§ **PROBLEM**
Reproduce exactly the line in which "target | large boulder" occurs and all the lines after it, ending with the last line.

§ **DATA TO PROCESS**
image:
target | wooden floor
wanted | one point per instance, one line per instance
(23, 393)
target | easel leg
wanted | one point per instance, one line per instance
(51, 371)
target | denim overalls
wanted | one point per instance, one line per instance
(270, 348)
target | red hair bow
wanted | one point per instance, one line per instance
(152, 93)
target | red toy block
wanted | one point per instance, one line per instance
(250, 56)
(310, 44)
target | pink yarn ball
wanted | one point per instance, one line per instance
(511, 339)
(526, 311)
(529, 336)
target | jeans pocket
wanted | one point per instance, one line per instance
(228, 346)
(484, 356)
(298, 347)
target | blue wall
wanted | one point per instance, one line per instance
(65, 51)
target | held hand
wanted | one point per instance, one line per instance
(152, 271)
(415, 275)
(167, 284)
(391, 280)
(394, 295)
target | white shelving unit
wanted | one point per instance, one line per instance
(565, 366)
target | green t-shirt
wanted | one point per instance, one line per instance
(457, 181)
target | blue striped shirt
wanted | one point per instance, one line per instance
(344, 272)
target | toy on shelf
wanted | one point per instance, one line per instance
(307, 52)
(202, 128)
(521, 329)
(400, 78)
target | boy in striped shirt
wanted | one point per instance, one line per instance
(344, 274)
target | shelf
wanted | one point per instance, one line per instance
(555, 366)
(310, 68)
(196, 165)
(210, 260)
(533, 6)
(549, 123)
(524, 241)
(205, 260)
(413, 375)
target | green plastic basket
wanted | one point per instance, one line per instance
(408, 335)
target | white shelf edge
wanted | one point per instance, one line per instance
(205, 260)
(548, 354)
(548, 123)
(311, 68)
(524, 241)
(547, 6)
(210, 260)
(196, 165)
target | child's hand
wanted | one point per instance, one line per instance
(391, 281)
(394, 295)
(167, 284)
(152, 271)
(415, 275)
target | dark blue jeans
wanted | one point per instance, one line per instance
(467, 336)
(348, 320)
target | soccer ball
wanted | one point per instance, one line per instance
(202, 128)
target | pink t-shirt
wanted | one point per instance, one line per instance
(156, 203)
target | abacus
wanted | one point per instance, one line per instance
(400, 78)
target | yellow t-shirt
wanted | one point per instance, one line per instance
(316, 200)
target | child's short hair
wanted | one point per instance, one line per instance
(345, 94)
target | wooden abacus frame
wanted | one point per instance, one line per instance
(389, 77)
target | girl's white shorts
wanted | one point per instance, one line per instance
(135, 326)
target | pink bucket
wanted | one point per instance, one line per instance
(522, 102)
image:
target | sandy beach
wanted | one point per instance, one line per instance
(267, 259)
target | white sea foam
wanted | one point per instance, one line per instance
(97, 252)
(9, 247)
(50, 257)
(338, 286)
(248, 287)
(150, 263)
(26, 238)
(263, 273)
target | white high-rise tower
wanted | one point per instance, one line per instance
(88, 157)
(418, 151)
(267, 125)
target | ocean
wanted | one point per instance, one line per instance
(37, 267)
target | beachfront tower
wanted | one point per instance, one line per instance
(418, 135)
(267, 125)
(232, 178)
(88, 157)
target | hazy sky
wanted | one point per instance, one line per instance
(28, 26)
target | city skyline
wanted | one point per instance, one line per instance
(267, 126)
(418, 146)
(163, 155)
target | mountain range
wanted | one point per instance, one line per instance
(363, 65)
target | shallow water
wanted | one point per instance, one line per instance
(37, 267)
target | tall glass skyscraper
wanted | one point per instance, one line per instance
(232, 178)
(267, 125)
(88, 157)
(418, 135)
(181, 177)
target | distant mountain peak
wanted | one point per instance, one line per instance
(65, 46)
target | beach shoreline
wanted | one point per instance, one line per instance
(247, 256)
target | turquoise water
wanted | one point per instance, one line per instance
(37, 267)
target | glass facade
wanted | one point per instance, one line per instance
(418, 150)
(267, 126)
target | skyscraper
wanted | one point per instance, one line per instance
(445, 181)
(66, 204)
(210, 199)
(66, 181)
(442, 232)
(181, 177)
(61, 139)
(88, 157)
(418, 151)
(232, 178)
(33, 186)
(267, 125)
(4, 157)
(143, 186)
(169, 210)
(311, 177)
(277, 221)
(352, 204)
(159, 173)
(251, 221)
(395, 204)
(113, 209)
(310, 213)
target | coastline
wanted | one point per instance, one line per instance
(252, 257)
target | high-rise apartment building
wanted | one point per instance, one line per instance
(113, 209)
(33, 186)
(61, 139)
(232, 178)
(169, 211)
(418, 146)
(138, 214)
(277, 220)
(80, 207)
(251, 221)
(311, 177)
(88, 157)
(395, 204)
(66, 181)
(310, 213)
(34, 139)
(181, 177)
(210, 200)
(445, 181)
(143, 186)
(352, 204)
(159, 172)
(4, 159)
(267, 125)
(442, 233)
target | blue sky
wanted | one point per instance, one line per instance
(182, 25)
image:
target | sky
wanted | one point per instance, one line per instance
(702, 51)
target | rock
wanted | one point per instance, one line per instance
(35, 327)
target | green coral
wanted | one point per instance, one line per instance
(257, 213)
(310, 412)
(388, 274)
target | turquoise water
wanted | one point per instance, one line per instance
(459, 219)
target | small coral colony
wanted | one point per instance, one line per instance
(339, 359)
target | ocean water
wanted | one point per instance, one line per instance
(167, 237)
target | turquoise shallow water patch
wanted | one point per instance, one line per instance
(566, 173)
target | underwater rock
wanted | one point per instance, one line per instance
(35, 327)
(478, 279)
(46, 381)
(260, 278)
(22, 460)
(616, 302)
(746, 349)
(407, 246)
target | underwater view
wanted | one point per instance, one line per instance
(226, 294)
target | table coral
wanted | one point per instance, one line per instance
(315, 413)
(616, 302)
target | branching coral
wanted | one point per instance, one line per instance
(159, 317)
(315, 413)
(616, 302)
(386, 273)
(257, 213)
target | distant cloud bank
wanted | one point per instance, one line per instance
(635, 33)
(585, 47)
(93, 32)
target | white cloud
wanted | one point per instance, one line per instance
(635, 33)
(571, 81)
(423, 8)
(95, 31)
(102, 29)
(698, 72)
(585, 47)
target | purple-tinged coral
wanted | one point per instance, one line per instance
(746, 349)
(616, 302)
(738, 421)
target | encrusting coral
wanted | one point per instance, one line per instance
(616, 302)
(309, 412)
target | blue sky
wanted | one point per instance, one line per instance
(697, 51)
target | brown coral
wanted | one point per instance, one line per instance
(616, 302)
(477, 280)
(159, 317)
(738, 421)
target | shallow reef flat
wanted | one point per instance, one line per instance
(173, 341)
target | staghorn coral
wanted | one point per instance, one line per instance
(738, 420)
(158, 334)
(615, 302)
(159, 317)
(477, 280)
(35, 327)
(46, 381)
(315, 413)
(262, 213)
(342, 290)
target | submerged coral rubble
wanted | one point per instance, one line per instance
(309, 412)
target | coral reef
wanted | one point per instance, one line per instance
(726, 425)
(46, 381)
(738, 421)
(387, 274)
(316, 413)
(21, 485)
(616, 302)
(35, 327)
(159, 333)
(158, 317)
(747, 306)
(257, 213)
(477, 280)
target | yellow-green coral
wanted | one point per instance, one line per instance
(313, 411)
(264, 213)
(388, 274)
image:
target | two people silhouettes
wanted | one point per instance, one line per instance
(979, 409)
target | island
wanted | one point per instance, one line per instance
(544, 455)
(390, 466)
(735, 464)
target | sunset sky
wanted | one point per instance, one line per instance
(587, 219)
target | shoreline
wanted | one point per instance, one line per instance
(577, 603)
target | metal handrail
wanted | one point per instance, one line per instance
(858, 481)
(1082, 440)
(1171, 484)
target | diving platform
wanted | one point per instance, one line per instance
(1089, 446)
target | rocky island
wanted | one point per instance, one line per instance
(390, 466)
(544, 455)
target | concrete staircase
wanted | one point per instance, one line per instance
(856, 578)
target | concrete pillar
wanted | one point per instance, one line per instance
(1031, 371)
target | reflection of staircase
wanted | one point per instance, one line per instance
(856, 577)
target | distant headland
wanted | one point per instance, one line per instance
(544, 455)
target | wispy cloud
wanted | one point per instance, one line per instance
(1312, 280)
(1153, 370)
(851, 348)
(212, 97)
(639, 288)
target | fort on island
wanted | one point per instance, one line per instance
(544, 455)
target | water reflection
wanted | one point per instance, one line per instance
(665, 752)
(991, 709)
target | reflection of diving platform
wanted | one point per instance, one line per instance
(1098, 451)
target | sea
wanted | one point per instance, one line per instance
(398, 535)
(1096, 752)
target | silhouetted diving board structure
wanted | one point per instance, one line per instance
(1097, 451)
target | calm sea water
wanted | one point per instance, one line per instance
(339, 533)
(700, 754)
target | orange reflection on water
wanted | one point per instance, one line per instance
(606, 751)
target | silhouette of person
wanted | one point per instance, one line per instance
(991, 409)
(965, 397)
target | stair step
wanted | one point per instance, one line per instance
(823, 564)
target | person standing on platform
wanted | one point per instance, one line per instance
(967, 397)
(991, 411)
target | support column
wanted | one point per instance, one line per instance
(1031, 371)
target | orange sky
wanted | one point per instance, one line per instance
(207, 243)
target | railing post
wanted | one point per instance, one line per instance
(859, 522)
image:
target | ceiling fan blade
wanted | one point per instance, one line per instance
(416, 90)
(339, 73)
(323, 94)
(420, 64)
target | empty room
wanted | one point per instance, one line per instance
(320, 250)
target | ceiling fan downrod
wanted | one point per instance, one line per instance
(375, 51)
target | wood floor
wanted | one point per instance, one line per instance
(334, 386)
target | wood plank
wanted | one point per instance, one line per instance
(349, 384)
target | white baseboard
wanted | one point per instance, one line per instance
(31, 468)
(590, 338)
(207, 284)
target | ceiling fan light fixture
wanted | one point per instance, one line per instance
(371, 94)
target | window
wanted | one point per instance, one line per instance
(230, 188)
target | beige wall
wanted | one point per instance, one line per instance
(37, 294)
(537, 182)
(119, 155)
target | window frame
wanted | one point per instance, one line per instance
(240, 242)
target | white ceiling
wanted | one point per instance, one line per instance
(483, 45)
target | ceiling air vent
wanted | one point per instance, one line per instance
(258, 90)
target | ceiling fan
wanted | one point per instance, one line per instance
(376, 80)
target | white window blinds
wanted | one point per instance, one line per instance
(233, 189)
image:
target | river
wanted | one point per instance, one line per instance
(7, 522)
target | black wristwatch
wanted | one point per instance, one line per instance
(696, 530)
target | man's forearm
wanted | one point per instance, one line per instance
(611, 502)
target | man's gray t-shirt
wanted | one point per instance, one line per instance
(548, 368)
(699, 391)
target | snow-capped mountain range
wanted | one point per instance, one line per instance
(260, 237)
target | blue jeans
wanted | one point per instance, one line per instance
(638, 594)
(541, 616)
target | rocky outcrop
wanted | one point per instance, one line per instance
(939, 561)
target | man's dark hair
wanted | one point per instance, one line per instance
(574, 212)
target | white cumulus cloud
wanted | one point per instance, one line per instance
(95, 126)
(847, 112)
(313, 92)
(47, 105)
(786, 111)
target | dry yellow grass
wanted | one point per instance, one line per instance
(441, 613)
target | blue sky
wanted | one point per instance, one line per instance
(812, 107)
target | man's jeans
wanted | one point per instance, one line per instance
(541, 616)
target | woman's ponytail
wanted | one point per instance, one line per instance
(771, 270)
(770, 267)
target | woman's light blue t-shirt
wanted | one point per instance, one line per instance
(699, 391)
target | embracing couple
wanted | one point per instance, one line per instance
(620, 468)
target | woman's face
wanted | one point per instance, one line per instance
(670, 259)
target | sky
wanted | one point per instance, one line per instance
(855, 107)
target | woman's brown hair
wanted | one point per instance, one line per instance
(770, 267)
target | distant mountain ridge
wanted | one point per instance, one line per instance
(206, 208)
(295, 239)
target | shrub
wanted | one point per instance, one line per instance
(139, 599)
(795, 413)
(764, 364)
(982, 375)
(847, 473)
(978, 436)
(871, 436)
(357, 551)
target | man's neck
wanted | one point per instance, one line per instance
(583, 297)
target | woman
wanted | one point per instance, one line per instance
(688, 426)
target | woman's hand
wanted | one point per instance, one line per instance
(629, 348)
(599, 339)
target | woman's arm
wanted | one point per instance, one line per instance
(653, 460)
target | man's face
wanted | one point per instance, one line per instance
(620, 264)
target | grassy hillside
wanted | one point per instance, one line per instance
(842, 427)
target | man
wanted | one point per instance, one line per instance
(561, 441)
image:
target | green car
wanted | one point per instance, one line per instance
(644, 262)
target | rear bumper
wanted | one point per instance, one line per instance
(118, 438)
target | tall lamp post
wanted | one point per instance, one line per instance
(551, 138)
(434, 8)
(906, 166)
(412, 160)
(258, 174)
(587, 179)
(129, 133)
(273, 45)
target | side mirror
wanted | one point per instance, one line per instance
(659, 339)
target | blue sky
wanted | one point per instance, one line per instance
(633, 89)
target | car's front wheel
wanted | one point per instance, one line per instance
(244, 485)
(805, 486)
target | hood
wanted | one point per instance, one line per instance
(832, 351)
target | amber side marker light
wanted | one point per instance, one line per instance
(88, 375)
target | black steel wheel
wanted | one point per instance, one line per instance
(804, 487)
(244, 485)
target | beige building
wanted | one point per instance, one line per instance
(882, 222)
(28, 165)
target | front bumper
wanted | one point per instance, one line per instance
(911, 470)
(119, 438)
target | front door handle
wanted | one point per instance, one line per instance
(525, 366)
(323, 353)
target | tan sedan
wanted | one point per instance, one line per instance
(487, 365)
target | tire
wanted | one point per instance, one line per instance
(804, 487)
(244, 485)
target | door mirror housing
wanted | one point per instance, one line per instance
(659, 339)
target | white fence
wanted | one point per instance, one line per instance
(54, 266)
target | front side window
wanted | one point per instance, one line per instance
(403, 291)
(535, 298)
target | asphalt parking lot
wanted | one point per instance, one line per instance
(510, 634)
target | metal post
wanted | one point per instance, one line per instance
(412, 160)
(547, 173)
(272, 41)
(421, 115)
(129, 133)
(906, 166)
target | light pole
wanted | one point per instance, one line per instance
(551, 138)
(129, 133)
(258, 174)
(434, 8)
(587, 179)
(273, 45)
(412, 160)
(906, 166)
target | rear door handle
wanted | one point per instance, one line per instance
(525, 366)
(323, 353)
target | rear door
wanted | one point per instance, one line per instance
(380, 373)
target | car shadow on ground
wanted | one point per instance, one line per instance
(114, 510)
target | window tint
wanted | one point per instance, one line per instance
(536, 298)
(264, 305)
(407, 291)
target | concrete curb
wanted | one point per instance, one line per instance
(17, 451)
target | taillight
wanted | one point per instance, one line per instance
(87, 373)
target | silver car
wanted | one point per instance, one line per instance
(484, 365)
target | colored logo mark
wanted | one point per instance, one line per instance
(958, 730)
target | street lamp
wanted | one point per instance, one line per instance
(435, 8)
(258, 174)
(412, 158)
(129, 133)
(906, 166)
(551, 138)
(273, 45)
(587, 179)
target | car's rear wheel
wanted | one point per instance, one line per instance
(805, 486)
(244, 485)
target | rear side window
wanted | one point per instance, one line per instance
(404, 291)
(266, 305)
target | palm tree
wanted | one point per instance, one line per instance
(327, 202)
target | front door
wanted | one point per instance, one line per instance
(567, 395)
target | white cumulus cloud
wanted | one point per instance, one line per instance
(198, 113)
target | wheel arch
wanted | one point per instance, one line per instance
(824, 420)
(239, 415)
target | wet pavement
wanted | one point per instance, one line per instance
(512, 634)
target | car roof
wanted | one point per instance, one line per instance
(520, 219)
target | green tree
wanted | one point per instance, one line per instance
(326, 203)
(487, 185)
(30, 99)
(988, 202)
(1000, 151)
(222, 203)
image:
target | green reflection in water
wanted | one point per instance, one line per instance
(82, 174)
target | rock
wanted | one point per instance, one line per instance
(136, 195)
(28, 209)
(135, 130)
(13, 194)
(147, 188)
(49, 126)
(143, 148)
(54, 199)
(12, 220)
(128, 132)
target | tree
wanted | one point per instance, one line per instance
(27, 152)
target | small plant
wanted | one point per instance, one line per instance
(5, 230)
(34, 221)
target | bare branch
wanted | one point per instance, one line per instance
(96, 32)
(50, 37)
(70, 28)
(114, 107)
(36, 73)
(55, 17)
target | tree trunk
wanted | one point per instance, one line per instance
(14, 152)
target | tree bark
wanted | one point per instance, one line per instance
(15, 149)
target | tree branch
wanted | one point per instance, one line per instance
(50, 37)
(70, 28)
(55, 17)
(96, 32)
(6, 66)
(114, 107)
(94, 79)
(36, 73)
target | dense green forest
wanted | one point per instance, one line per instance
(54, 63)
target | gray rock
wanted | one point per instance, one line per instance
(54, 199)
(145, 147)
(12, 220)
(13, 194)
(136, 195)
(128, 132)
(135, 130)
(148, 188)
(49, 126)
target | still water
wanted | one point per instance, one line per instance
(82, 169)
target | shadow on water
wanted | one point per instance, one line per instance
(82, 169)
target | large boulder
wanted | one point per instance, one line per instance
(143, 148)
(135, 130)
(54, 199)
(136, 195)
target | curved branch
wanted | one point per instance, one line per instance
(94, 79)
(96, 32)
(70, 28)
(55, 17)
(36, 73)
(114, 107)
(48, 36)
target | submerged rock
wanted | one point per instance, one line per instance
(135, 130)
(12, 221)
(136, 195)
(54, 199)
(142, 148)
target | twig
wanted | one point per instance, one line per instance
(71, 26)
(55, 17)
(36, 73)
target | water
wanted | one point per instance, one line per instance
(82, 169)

§ **PROBLEM SOLUTION**
target | large boulder
wanted | one point per instance, one line per instance
(143, 148)
(135, 130)
(54, 199)
(136, 195)
target | curved branch
wanted | one point per instance, one line per instance
(94, 79)
(96, 32)
(70, 28)
(55, 17)
(36, 73)
(114, 107)
(48, 36)
target | submerged rock
wanted | one point per instance, one line per instance
(135, 130)
(12, 221)
(136, 195)
(54, 199)
(142, 148)
target | twig
wanted | one point per instance, one line per instance
(71, 26)
(55, 17)
(36, 73)
target | water
wanted | one point per instance, one line per instance
(82, 169)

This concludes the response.